▶ **AIM OF THE TASK**: Could you reproduce all of the records exactly?

Data entries
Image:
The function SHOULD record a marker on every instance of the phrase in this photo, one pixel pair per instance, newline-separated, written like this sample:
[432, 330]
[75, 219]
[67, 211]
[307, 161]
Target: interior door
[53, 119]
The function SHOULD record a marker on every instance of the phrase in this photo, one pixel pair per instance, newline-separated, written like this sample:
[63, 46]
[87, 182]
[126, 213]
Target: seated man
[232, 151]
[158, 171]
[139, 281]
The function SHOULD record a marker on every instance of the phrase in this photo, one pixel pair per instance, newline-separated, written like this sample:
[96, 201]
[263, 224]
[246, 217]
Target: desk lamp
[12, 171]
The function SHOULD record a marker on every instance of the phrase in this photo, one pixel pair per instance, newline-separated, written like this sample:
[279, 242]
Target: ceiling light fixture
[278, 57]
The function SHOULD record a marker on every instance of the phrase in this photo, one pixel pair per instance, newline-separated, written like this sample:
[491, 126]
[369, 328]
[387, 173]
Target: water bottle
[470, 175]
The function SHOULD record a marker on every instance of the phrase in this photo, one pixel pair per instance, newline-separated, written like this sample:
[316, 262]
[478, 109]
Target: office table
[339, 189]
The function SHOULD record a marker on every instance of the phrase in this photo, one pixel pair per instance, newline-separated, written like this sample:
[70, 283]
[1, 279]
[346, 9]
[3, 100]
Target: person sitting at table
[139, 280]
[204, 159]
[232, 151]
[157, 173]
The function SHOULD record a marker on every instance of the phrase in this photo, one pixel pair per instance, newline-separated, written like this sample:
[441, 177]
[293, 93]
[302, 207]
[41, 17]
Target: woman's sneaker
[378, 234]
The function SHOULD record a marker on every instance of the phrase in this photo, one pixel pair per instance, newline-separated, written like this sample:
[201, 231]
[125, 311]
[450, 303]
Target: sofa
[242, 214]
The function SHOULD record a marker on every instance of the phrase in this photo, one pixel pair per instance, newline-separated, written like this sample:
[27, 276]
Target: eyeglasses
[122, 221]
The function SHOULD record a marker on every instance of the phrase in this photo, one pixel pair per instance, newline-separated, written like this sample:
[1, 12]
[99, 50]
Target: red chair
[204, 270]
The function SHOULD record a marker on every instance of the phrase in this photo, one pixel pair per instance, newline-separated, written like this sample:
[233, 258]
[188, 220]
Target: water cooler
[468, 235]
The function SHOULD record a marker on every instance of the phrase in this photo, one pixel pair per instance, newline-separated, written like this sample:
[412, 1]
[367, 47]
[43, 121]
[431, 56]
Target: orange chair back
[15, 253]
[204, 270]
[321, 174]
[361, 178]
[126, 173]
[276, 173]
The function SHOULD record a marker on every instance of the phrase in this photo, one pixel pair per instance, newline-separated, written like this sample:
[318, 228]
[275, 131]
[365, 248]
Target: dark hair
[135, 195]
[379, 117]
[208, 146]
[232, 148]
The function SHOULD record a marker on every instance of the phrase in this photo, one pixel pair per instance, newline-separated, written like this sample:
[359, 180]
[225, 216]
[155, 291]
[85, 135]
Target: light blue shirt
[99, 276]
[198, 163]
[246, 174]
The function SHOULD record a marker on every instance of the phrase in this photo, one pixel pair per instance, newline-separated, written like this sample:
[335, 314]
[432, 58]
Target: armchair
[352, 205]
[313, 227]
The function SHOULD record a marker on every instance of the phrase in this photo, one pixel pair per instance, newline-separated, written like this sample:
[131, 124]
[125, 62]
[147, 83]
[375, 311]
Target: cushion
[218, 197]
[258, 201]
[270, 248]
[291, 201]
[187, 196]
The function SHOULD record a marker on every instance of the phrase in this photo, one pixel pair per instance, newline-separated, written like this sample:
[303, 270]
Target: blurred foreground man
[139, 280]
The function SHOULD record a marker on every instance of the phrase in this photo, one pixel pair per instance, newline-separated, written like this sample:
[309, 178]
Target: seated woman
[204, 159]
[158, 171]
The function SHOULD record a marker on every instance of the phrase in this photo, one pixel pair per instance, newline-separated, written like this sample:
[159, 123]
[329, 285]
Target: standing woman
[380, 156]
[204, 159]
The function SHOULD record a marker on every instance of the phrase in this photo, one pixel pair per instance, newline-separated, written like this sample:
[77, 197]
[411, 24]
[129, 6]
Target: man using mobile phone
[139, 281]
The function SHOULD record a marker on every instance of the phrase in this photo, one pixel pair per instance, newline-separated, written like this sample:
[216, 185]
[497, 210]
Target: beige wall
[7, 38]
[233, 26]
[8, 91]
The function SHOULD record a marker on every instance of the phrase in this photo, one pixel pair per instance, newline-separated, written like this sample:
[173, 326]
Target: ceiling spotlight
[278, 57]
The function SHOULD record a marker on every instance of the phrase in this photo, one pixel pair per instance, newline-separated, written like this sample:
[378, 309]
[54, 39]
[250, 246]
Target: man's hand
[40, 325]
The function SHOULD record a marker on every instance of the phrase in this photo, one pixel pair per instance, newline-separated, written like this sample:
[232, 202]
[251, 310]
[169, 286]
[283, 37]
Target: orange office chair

▶ **REPLY**:
Image:
The function SHOULD record a marker on every instance of the phrase in this photo, one pixel pair per instance, newline-separated, written like this sample:
[432, 330]
[75, 219]
[67, 211]
[307, 161]
Target: interior door
[53, 119]
The function SHOULD record a marker on every instance of the phrase in this photo, one pixel pair per instance, newline-separated, written like this sample:
[63, 46]
[87, 182]
[126, 213]
Target: seated man
[232, 151]
[158, 171]
[139, 281]
The function SHOULD record a marker on every instance of the phrase in this photo, one pixel pair per instance, newline-separated, written like this sample:
[96, 201]
[263, 224]
[246, 217]
Target: desk lamp
[12, 171]
The function SHOULD record a marker on every instance of the phrase in this photo, one pixel pair per instance, newline-separated, written like this sample:
[279, 242]
Target: ceiling light fixture
[278, 57]
The function SHOULD record a marker on every instance of the phrase in this photo, one pixel pair per instance, newline-separated, written like this sample:
[491, 126]
[369, 328]
[387, 173]
Target: water bottle
[470, 175]
The function SHOULD record a marker on every instance of the phrase in this photo, one pixel pair per instance, newline-separated, written like this sample:
[316, 262]
[478, 109]
Target: office table
[339, 189]
The function SHOULD record a marker on every instance of the phrase in this photo, one pixel pair per instance, newline-separated, written like this sample:
[70, 283]
[1, 279]
[346, 9]
[3, 100]
Target: person sitting at table
[139, 280]
[204, 159]
[232, 151]
[157, 173]
The function SHOULD record a marker on every instance of the phrase in this photo, one pixel pair per instance, newline-separated, written like this sample:
[441, 177]
[293, 93]
[302, 207]
[41, 17]
Target: woman's sneaker
[378, 234]
The function SHOULD record a marker on every instance of the phrase in this photo, one pixel pair per instance, newline-separated, written like this sample:
[201, 231]
[125, 311]
[450, 303]
Target: sofa
[242, 214]
The function SHOULD record a marker on every instance of the phrase in this photo, one pixel pair per instance, newline-separated, written like this sample:
[27, 276]
Target: eyeglasses
[122, 221]
The function SHOULD record a marker on every instance of the phrase in this photo, one pixel pair per instance, newline-separated, written like this sample:
[1, 12]
[99, 50]
Target: red chair
[204, 270]
The function SHOULD record a marker on every instance of the phrase in this photo, one pixel pair per instance, newline-separated, written like this sample:
[233, 258]
[188, 220]
Target: water cooler
[468, 235]
The function SHOULD record a marker on every instance of the phrase in this photo, one pixel pair per instance, newline-separated, written like this sample:
[412, 1]
[367, 47]
[43, 121]
[431, 56]
Target: orange chair back
[15, 253]
[204, 270]
[321, 174]
[361, 178]
[126, 173]
[276, 173]
The function SHOULD record a marker on every instance of the phrase in this photo, one pixel pair per instance, newline-separated, written like this sample:
[318, 228]
[275, 131]
[365, 248]
Target: dark hair
[135, 195]
[379, 117]
[208, 146]
[232, 148]
The function SHOULD record a marker on every instance of the phrase in this photo, one pixel pair per instance, newline-separated, written like this sample:
[359, 180]
[225, 216]
[155, 291]
[85, 135]
Target: light blue shirt
[99, 276]
[198, 163]
[246, 174]
The function SHOULD record a marker on every instance of the phrase in this photo, one pixel pair per instance, newline-separated, written like this sample:
[335, 314]
[432, 58]
Target: armchair
[352, 205]
[313, 227]
The function SHOULD record a marker on every instance of the phrase in this photo, one pixel pair per instance, newline-separated, written like this sample:
[131, 124]
[125, 62]
[147, 83]
[375, 311]
Target: cushion
[218, 197]
[258, 201]
[270, 248]
[291, 201]
[187, 196]
The function SHOULD record a marker on every instance of the phrase in this photo, one pixel pair per instance, newline-separated, written like this sample:
[303, 270]
Target: blurred foreground man
[139, 280]
The function SHOULD record a marker on every instance of the phrase in this photo, one pixel pair per instance, newline-separated, written like this sample:
[309, 178]
Target: seated woman
[204, 159]
[158, 171]
The function SHOULD record a marker on every instance of the phrase in this photo, one pixel pair per instance, newline-separated, written like this sample:
[159, 123]
[329, 285]
Target: standing woman
[380, 156]
[204, 159]
The function SHOULD record a marker on every instance of the phrase in this photo, one pixel pair per instance, newline-separated, written like this sample:
[77, 197]
[411, 24]
[129, 6]
Target: man using mobile phone
[139, 281]
The function SHOULD record a marker on every instance of the phrase in this photo, one pixel pair per instance, newline-separated, written like this sample:
[216, 185]
[497, 210]
Target: beige wall
[7, 38]
[233, 26]
[8, 91]
The function SHOULD record a marker on every instance of the phrase in this photo, one pixel pair per instance, newline-separated, written like this sample:
[173, 326]
Target: ceiling spotlight
[278, 57]
The function SHOULD record a marker on every instance of the phrase in this photo, one pixel pair per instance, newline-separated, written like this sample:
[378, 309]
[54, 39]
[250, 246]
Target: man's hand
[40, 325]
The function SHOULD record a marker on every instance of the phrase in this photo, one pixel pair per instance, newline-separated, written like this sample:
[232, 202]
[251, 310]
[169, 286]
[283, 37]
Target: orange office chair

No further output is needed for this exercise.